[Dataset entries]
·····

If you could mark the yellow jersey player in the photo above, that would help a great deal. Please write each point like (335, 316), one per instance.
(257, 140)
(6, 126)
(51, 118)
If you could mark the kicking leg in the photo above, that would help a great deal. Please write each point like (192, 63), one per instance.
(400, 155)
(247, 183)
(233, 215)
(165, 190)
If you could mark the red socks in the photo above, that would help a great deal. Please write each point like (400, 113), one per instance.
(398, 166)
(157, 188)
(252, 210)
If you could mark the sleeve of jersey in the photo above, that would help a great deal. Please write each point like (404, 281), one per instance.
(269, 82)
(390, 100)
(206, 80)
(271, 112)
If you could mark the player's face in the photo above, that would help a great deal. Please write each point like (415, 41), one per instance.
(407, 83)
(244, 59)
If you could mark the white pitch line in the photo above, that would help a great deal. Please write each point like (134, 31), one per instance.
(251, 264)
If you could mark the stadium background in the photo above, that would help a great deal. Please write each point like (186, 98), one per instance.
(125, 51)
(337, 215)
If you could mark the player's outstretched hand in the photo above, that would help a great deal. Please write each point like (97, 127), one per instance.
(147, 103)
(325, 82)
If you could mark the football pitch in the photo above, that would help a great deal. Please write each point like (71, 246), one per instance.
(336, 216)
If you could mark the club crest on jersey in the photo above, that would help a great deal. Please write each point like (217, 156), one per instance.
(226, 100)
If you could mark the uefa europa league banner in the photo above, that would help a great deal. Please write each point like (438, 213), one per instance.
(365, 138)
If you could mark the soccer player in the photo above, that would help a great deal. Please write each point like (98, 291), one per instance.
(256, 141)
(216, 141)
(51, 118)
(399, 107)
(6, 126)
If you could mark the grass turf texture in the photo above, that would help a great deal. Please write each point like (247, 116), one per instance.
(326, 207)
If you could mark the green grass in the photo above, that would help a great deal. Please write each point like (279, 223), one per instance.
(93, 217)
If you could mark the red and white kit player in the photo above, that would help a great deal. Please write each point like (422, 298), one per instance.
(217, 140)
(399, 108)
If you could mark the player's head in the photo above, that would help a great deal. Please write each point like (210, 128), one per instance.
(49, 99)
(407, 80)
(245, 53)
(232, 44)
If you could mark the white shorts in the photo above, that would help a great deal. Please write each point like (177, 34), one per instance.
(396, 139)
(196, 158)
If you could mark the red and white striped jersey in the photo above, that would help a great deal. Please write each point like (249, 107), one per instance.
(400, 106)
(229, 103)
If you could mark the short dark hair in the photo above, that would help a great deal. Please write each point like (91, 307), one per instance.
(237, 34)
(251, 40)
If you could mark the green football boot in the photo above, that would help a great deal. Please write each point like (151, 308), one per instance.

·····

Exercise instructions: Write out each entry again, word for word.

Response area:
If you could mark the yellow jersey player in the photo above, that would help a great deal. Please write each point like (335, 316), one per instance.
(257, 140)
(6, 126)
(51, 118)
If you could mark the kicking leg in the photo above, that would help a great deal. Please write each point like (192, 63), one per instance.
(400, 155)
(247, 183)
(233, 215)
(165, 190)
If you could mark the red socks in the photo above, that would help a great deal. Please write each point like (400, 113), one per instance.
(398, 166)
(157, 188)
(252, 210)
If you could mark the sleeve of jersey in the photo above, that would help a great deal. Please write each point like (404, 281), one per instance.
(269, 82)
(390, 100)
(206, 80)
(271, 112)
If you could mark the player's face in the photo above, that would help a great deal. Please write each point like (415, 41), one per instance.
(407, 83)
(244, 59)
If you could mark the white pitch line in the photo above, that would help a great deal. Please write each point like (134, 31), one per instance.
(251, 264)
If you could mark the stadium background in the photo above, that would help a great deal. Please write each point like (186, 98), one per instance.
(125, 51)
(337, 215)
If you could mark the player's outstretched hand in the photo above, that would help a great deal. Please write each point like (97, 127), one per instance.
(147, 103)
(325, 82)
If you could mark the football pitch in the photo above, that would help a great deal. Please write each point like (71, 246), one per instance.
(336, 216)
If you could mark the club crest on jersey in the photo above, that would help a great deal. Please write each point like (217, 156), one per instance.
(226, 100)
If you could mark the uefa europa league banner in the photo above, that would help a great deal. Please write each point like (438, 213), one per instance.
(365, 138)
If you could mark the soccer player in the photo above, that would help a great deal. Please write each point like (98, 291), one per instance.
(256, 141)
(216, 141)
(51, 118)
(399, 107)
(6, 126)
If you could mark the grass turf texture in the photo above, that would help a great deal. Please write each point like (247, 116), one per instance.
(326, 207)
If you could mark the green grass in the photo above, that would help a great deal. Please write each point like (279, 223), one per instance.
(93, 217)
If you could mark the red and white kit player in the photo above, that would help a great deal. Please write each point like (422, 298), one per instance.
(217, 140)
(399, 108)
If you could mark the player's head in the photo above, that would help a great deal. Please write each point like (210, 128), one per instance.
(49, 99)
(407, 80)
(245, 53)
(232, 44)
If you could mark the white shorts in the photo above, that would help a great deal. Please write each point like (177, 34), one per instance.
(396, 139)
(196, 158)
If you could mark the red and white striped jersey in the photo above, that would help a great deal. Please write each point like (249, 107), one per instance.
(400, 106)
(229, 103)
If you could mark the short dark hair in the photo above, that would help a great deal. Please write each point like (91, 307), one per instance.
(237, 34)
(251, 40)
If you could mark the green football boot in the photo above, that would help a great deal. Please write each point like (151, 308), one per instance.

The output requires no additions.